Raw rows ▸
[START]

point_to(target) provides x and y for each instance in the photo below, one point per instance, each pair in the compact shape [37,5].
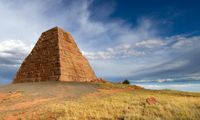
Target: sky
[138,40]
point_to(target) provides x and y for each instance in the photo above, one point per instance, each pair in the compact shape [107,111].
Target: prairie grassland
[92,101]
[127,105]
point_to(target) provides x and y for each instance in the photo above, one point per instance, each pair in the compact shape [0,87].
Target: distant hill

[END]

TASK DIRECTIONS ▸ Format the rows above as a JSON list of strings, one string for each line, with blank lines and pictures omitted.

WORKED SOLUTION ▸
[
  "point_to(target) provides x and y for each instance in the photo below, one point per instance, each pair in the compact shape [37,5].",
  "Target: sky",
  "[138,40]",
  "point_to(target) provides x and y for each instance in the photo above, one point per instance, each pair in the compact shape [107,111].",
  "Target: prairie grassland",
  "[92,101]",
  "[127,105]",
  "point_to(target) provides x and y for each instance in the photo above, one point per instance, each pair in the compact shape [0,87].",
  "Target: distant hill"
]